## Fragmento citado:
#####
# Antena wifi para celular



## DavidMJ (Sep 12, 2011)

Hola veran tengo una Nintendo DS estropeada, la desarme y tiene una pequeña antena wifi y un modulo wifi, mi pregunta es podriaconectar esa antena wifi a mi Nokia 5230 y despues hacer un programa para que la detectase y asi poder tener wifi en mi movil?

Esta es la antena y el modulo de la DS




SALUDOS!


----------



## Ferdinando12 (Sep 13, 2011)

Sí, si solucionas como se las arreglará el celular para tratar la info recolectada por el modulo de radio.


----------



## DavidMJ (Sep 14, 2011)

perdona Ferdinando12 pero no te entendi muy bien


----------



## Scooter (Sep 14, 2011)

Pues la respuesta sería; "Si pero no, que va a ser que no"

En teoría todo se puede conectar a todo, osea si
El la práctica tendrías que encontrar la información para hacer la conexión física y entenderla (difícil), luego hacerla lo que dependiendo del caso puede estar entre muy difícil e imposible.
Después necesitas un driver software que dependiendo del caso puede estar muy difícil o imposible, mas bien lo segundo.
Osea, si quieres un teléfono con wifi compra uno que de segunda mano están reventados.


----------



## DavidMJ (Sep 14, 2011)

ok gracias Scooter pero yo queria tener wifi por mis propios metodos


----------



## Scooter (Sep 14, 2011)

Si, es muy bonito de pensar pero nada práctico de ejecutar


----------



## sk8erpunkd (May 29, 2012)

el conector que tiene el cable es identico al que tienen los routers y los celulares, por tanto esa antena ha de ser similar a la del celular, puede variar la ganancia, pero no en gran escala


----------



## Scooter (May 29, 2012)
#####
## Registros de datos:
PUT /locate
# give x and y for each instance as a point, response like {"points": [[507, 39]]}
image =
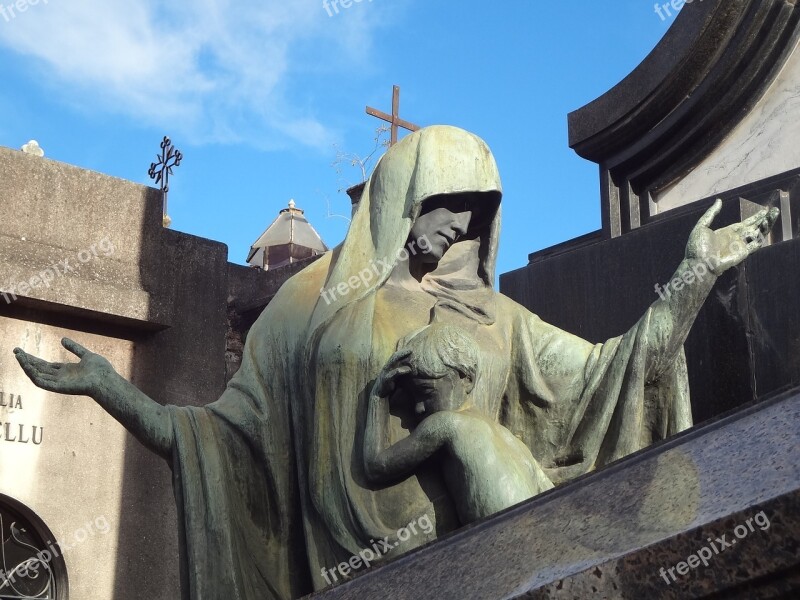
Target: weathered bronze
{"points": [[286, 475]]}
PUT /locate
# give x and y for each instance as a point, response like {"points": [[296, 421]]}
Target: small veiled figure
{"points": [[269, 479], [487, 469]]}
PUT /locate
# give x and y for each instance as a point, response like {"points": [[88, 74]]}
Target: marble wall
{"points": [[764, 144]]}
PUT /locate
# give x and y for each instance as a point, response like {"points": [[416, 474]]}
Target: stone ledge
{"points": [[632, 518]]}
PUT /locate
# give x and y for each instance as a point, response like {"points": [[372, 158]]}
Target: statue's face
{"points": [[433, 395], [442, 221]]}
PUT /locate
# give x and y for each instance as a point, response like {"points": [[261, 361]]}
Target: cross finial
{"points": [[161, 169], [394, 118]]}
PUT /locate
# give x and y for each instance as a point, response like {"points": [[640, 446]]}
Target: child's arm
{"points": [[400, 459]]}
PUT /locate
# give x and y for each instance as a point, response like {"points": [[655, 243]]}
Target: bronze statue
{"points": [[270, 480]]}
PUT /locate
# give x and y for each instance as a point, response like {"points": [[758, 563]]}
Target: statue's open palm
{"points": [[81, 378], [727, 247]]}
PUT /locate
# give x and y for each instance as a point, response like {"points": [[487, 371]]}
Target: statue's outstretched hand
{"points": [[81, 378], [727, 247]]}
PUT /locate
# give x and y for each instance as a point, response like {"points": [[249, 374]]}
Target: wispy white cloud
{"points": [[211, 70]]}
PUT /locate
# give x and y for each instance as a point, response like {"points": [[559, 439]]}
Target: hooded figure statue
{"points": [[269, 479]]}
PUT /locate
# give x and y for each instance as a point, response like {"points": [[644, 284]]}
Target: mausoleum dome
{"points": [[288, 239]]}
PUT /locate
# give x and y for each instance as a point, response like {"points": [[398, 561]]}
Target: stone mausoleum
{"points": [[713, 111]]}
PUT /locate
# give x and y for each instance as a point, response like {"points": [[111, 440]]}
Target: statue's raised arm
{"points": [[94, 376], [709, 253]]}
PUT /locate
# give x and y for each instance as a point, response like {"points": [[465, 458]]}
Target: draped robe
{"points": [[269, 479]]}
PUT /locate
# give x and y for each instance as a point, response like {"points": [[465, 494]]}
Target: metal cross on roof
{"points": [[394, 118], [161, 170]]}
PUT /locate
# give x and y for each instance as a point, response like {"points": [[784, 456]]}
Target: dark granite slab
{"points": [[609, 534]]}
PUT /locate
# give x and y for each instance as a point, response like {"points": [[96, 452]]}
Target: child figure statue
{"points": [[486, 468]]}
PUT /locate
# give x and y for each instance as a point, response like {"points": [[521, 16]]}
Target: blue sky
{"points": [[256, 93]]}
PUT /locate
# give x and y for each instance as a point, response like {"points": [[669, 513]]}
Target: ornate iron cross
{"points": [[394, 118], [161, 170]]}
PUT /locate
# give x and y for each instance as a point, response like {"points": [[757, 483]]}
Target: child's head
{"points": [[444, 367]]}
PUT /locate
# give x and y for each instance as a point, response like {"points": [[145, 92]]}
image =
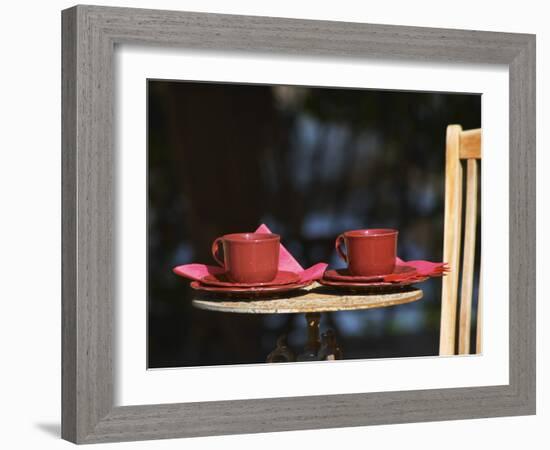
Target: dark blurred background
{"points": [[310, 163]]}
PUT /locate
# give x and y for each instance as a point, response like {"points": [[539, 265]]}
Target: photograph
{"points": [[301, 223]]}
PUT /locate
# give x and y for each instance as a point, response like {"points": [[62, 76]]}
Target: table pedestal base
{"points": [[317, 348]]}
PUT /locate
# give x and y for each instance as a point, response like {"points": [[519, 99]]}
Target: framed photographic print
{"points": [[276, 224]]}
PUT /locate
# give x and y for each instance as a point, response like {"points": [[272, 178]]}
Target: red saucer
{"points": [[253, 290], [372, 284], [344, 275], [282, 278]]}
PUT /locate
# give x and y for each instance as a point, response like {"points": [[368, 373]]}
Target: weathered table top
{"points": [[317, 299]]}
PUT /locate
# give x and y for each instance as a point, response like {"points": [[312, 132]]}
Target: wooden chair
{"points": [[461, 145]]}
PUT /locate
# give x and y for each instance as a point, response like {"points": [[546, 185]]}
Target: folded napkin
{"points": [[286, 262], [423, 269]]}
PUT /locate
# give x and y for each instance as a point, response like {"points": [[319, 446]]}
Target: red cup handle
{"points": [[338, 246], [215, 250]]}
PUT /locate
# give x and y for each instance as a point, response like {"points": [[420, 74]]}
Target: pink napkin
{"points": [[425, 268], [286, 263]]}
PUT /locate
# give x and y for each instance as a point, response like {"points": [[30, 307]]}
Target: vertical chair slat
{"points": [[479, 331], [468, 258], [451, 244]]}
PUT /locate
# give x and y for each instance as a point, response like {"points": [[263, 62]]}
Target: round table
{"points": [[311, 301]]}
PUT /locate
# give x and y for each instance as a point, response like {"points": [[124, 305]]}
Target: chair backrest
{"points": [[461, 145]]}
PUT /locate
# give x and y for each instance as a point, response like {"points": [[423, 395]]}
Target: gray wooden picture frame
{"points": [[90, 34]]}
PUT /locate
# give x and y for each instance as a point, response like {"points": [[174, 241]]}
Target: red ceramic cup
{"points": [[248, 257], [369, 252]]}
#####
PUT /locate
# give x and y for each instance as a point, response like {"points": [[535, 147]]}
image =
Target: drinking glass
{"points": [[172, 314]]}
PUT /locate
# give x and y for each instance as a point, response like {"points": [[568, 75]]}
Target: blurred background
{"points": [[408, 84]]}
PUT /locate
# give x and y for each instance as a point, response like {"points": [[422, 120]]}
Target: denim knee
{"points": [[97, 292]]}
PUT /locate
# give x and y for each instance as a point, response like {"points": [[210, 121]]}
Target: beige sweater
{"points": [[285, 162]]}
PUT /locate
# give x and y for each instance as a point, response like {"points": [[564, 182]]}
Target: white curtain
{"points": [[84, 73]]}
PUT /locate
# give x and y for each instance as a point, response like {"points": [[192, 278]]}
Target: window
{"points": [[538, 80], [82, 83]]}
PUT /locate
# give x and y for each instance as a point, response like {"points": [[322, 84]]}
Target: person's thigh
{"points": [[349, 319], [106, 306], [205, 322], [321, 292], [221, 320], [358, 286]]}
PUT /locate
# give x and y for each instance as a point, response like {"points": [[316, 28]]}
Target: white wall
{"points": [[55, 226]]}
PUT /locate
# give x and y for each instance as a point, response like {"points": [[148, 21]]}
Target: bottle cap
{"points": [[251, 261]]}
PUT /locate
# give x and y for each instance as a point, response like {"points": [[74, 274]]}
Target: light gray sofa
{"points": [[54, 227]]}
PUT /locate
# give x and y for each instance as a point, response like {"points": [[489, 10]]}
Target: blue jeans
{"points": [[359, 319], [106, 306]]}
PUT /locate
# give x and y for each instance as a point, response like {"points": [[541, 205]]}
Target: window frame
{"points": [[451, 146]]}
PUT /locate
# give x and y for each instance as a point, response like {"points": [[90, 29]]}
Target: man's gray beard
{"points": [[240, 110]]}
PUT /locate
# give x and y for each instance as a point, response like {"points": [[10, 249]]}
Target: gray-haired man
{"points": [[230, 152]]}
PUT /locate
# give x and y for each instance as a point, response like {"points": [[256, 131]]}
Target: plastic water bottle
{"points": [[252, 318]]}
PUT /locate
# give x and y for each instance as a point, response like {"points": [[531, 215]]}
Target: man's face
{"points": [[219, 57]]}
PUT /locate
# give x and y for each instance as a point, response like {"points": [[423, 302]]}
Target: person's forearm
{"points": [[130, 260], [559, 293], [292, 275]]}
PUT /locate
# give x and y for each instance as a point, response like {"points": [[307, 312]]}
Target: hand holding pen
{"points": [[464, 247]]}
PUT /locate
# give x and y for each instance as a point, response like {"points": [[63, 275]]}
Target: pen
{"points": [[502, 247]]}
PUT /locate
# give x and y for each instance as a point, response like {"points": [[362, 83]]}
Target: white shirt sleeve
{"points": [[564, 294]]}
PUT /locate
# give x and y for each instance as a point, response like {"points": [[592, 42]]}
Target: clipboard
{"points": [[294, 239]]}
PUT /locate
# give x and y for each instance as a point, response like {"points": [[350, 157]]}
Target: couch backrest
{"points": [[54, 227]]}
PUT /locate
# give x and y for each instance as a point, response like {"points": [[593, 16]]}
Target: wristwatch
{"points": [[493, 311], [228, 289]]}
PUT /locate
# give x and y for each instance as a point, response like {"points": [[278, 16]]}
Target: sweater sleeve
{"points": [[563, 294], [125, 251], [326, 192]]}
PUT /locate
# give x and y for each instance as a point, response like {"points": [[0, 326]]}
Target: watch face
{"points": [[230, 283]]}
#####
Reproduce al pie de la letra el tramo del hilo sobre la antena wifi para celular que empieza con las palabras "Pues la respuesta" y termina con "difícil e imposible.".

## Solución propuesta:
Pues la respuesta sería; "Si pero no, que va a ser que no"

En teoría todo se puede conectar a todo, osea si
El la práctica tendrías que encontrar la información para hacer la conexión física y entenderla (difícil), luego hacerla lo que dependiendo del caso puede estar entre muy difícil e imposible.